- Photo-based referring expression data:
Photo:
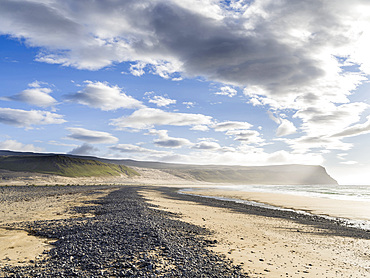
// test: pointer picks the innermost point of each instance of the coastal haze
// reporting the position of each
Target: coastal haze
(194, 138)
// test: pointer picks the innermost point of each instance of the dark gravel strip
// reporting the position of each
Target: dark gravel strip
(126, 238)
(332, 227)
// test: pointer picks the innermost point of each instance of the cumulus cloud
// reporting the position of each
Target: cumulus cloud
(329, 119)
(129, 148)
(13, 145)
(91, 136)
(247, 136)
(85, 149)
(149, 117)
(355, 130)
(227, 91)
(38, 94)
(103, 96)
(206, 145)
(161, 101)
(231, 125)
(264, 42)
(284, 54)
(23, 118)
(285, 128)
(166, 141)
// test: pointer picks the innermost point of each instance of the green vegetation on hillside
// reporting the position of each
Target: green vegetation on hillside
(64, 166)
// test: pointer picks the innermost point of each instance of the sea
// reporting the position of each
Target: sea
(359, 193)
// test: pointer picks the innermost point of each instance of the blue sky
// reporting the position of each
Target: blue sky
(207, 82)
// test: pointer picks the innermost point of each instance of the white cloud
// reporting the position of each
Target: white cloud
(13, 145)
(85, 149)
(91, 136)
(246, 136)
(206, 145)
(329, 119)
(227, 91)
(166, 141)
(103, 96)
(231, 125)
(137, 69)
(161, 101)
(306, 143)
(200, 128)
(37, 94)
(138, 152)
(355, 130)
(129, 148)
(189, 104)
(23, 118)
(285, 128)
(350, 162)
(149, 117)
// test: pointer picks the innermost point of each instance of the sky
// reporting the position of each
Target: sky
(237, 82)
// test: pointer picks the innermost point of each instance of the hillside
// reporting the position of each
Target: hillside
(63, 166)
(85, 166)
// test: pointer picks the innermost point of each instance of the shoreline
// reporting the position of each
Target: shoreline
(356, 213)
(152, 230)
(270, 243)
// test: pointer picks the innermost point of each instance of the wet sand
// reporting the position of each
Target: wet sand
(270, 246)
(358, 210)
(262, 243)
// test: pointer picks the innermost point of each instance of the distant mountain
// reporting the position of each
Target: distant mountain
(88, 166)
(63, 166)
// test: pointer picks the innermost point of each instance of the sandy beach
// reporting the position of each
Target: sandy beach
(272, 247)
(262, 243)
(19, 246)
(358, 210)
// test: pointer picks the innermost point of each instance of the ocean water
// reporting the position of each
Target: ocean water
(337, 192)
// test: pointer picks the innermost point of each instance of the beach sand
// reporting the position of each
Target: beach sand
(272, 247)
(358, 210)
(19, 247)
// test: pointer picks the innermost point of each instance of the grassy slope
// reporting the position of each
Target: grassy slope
(289, 174)
(64, 166)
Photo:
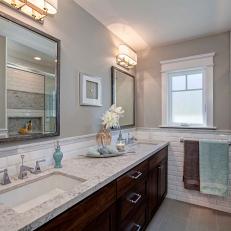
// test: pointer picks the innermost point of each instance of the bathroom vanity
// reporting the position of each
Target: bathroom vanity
(127, 203)
(118, 193)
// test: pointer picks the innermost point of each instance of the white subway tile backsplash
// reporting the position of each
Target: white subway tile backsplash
(176, 161)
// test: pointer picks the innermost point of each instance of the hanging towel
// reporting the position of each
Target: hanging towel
(191, 176)
(214, 167)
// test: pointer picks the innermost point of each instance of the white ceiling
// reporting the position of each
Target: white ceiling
(148, 23)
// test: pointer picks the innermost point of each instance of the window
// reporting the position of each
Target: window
(186, 98)
(187, 91)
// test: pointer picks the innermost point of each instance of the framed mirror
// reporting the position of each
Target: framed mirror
(29, 82)
(123, 94)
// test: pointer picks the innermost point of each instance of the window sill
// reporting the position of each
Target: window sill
(188, 127)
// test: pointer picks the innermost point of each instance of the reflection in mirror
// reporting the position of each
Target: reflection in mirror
(123, 94)
(28, 83)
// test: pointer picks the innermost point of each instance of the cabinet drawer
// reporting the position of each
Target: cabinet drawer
(136, 222)
(131, 200)
(131, 178)
(158, 157)
(82, 214)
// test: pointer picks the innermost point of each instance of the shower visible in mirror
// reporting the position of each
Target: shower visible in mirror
(29, 82)
(123, 94)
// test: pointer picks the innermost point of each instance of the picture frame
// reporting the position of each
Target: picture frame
(90, 90)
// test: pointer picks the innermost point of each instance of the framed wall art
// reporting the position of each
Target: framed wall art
(90, 90)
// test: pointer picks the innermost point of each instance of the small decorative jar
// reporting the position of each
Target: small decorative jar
(58, 156)
(120, 145)
(103, 137)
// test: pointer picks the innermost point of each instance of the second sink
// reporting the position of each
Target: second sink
(24, 197)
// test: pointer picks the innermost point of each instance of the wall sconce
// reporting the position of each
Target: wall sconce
(36, 9)
(127, 57)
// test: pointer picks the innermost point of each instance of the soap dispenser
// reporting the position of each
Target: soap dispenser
(58, 156)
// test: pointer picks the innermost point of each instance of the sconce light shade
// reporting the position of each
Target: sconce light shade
(51, 6)
(39, 4)
(126, 57)
(36, 9)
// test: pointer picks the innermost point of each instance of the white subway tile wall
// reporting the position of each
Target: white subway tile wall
(175, 166)
(24, 81)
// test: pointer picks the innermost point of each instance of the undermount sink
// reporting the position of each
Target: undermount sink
(24, 197)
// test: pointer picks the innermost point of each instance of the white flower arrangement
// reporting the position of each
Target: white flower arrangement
(111, 117)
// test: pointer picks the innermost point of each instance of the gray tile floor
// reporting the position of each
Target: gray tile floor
(179, 216)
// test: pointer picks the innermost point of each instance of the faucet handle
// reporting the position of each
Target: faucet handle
(22, 157)
(6, 179)
(37, 166)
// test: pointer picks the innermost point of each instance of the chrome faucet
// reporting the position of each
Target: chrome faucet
(24, 169)
(130, 140)
(37, 168)
(5, 179)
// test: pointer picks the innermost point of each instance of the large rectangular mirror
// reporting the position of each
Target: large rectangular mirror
(29, 82)
(123, 94)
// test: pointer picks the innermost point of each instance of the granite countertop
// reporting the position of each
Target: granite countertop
(97, 172)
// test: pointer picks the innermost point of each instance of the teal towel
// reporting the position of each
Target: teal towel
(214, 167)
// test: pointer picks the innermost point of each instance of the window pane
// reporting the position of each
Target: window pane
(195, 81)
(178, 83)
(187, 107)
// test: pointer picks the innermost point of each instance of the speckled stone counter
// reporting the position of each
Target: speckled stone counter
(97, 172)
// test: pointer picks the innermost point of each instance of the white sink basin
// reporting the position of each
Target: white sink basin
(24, 197)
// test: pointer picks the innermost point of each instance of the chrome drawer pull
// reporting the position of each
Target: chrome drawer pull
(132, 199)
(138, 227)
(136, 175)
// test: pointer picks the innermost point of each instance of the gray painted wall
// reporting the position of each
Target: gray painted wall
(87, 46)
(149, 78)
(2, 82)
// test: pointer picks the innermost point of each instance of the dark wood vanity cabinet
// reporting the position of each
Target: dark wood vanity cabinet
(157, 181)
(127, 204)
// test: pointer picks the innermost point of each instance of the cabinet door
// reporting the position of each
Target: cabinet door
(162, 180)
(105, 222)
(152, 191)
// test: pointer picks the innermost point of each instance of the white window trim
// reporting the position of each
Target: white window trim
(203, 61)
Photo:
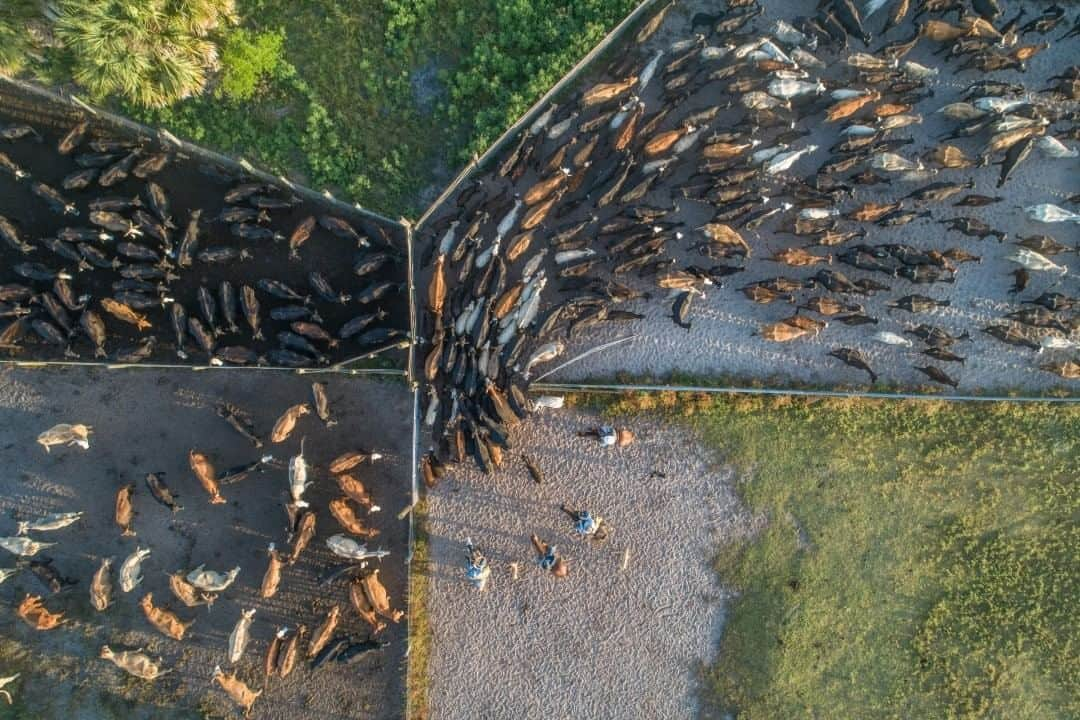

- Description of the task:
Give back the data exactly. Skip any images.

- Written response:
Photo:
// test: pointer picks the innermost point of each instance of the coastal haze
// reporting the position of each
Target: coastal haze
(194, 138)
// test: pointer picks the innermost point of each instance of the dark gravel strip
// reporting the position of each
Target: dark gravel strip
(126, 238)
(332, 227)
// test: pointer picks the innermost point of each instance of the cumulus cloud
// reporting the position of each
Target: cumulus cloud
(329, 119)
(129, 148)
(13, 145)
(91, 136)
(247, 136)
(85, 149)
(149, 117)
(355, 130)
(227, 91)
(38, 94)
(103, 96)
(206, 145)
(161, 101)
(231, 125)
(264, 42)
(284, 54)
(23, 118)
(285, 128)
(166, 141)
// test: pointer picks the innermost point of each instance of the green vegetation on hillside
// reporting the position of each
Target: green vegetation on hillside
(64, 166)
// test: pointer picks the innermost point of each instance of the sea
// reporting the position of each
Target: sea
(359, 193)
// test: pointer picks the innermost point of each instance of the blue sky
// reporting the position of each
Target: blue sky
(207, 82)
// test: pointer picks the innermost point of each instance of the white cloud
// reporting the position of each
Target: white cloud
(13, 145)
(85, 149)
(91, 136)
(246, 136)
(206, 145)
(329, 119)
(227, 91)
(166, 141)
(103, 96)
(231, 125)
(137, 69)
(161, 101)
(306, 143)
(200, 128)
(37, 94)
(138, 152)
(355, 130)
(129, 148)
(189, 104)
(23, 118)
(285, 128)
(350, 162)
(149, 117)
// test: pointer picks the innermost point of each instance of the sky
// reporting the position of each
Target: sky
(237, 82)
// test: pointer picks the innermost point of each instance of the hillside
// reporting the position of each
Target: hillside
(63, 166)
(85, 166)
// test: pointer picks the innermost point of each instance of the shoreline
// reporting the position of each
Target: shoreline
(356, 213)
(152, 230)
(270, 243)
// test: pointer picks the innermost point of each instance of the wet sand
// reporting the position of each
Target: wet sand
(270, 246)
(358, 210)
(262, 243)
// test: pointer picks the innermost point of each instance of the distant mountain
// reporting the position of each
Target: distant mountain
(88, 166)
(63, 166)
// test: pointer picks the innermost point of each instance of the sandy beach
// reporting the position of each
Target: sandy beach
(272, 247)
(262, 243)
(19, 246)
(358, 210)
// test: pointer picks the innermost point of each instance of the ocean water
// reporting the position of each
Target: ocean water
(337, 192)
// test: pointer picks the innermost point of each instance of the beach sand
// reporting the position of each
Target: beach sand
(272, 247)
(358, 210)
(19, 247)
// test: pointer picks the innermost point of each instance of the grassy slope
// reporting the position of each
Target: grassy slope
(289, 174)
(64, 166)
Photo:
// test: pointer picks the innermost point of each instance of the bathroom vanity
// reporting the position of each
Target: bathroom vanity
(127, 203)
(118, 193)
// test: pointer picks the innermost point of each instance of the white subway tile backsplash
// reporting the position of each
Target: white subway tile backsplash
(176, 161)
// test: pointer picks the innermost point of each instance of the hanging towel
// reporting the position of each
Target: hanging towel
(191, 176)
(214, 167)
// test: pointer picks the innermost point of each instance of the white ceiling
// reporting the position of each
Target: white ceiling
(148, 23)
// test: pointer picks the innermost point of each instance of the window
// reporting the position of each
Target: window
(186, 98)
(187, 91)
// test: pointer picks the innermost point of each instance of the framed mirror
// reporting the position of each
Target: framed mirror
(29, 82)
(123, 94)
// test: pointer picks the innermost point of each instance of the window sill
// reporting the position of each
Target: window sill
(188, 127)
// test: pointer picks the innermost point of each instance of the reflection in mirror
// reporting the position of each
Target: reflection in mirror
(123, 94)
(28, 83)
// test: pointer picks the innermost point of each instance of the cabinet drawer
// reporting the position of each
Target: cabinet drawer
(136, 222)
(131, 200)
(131, 178)
(158, 157)
(82, 214)
// test: pointer picks the innermost point of each instance of the shower visible in mirror
// reporting the position of each
Target: shower visible in mirror
(29, 82)
(123, 94)
// test: pointer picks the innermost point of each instance of the picture frame
// reporting the position of each
Target: picture frame
(90, 90)
// test: pointer picks the innermost point of each instance of the framed wall art
// reporting the position of each
Target: framed wall art
(90, 90)
// test: pointer picks the innermost point of each instance of the small decorative jar
// reporting the position of each
Target: small decorative jar
(58, 156)
(120, 145)
(103, 137)
// test: pointer picks the innermost point of each instance of the second sink
// reporting the position of each
Target: second sink
(24, 197)
// test: pointer picks the innermost point of each instance of the wall sconce
// reporting the position of each
Target: wall sconce
(36, 9)
(127, 57)
// test: pointer picks the innermost point of each instance of the soap dispenser
// reporting the position of each
Target: soap dispenser
(58, 156)
// test: pointer picks the innermost point of each instance of the sconce light shade
// reporting the position of each
Target: sconce light shade
(51, 6)
(39, 4)
(126, 57)
(36, 9)
// test: pointer picks the innermost point of each instance of the white subway tile wall
// reporting the position of each
Target: white subway tile wall
(175, 166)
(24, 81)
// test: pointer picks the innermost point of each instance of the undermount sink
// reporting the position of each
Target: undermount sink
(24, 197)
// test: pointer picks the innermost point of each instance of the white flower arrangement
// reporting the position of each
Target: white flower arrangement
(111, 117)
// test: pointer picks the innermost point of each instance of the gray tile floor
// reporting the position of each
Target: gray tile floor
(179, 216)
// test: pointer picks the innermost point of each instance of the faucet handle
// reporting the position of each
Target: faucet handle
(22, 157)
(6, 179)
(37, 166)
// test: pointer picks the innermost point of each instance of the chrome faucet
// reporting the position of each
Target: chrome faucet
(24, 169)
(130, 140)
(37, 168)
(5, 179)
// test: pointer picks the innermost point of each instance of the large rectangular mirror
// reporting the position of each
Target: large rectangular mirror
(29, 82)
(123, 94)
// test: pointer picks the innermost point of each instance of the granite countertop
// reporting the position of each
Target: granite countertop
(97, 172)
// test: pointer picks the innermost point of each instance of the teal towel
// reporting the position of each
Target: teal towel
(214, 167)
// test: pointer picks the innermost point of each instance of the window pane
// reporting the position of each
Target: window pane
(195, 81)
(178, 83)
(187, 107)
// test: pointer picks the innermost point of each instance of the speckled stone counter
// reporting the position of each
Target: speckled stone counter
(97, 172)
// test: pointer picks the innermost point of each instance of the white sink basin
// reporting the position of each
Target: white sink basin
(24, 197)
// test: pointer picks the innermost point of each instance of the chrome drawer pull
// reporting the position of each
Target: chrome drawer pull
(132, 199)
(138, 227)
(136, 175)
// test: pointer picks the innermost point of each instance of the gray painted wall
// reporting the position of each
Target: gray painted wall
(87, 46)
(149, 78)
(2, 82)
// test: pointer picks the innermost point of each instance of the dark wood vanity cabinet
// reporting the position of each
Target: dark wood vanity cabinet
(157, 181)
(127, 204)
// test: pointer picks the innermost point of each instance of the cabinet door
// reporting the position of each
Target: cabinet door
(162, 180)
(105, 222)
(152, 191)
// test: pointer picks the innermost point of each instance of the white window trim
// reporting the position of each
Target: white window trim
(203, 61)
Photo:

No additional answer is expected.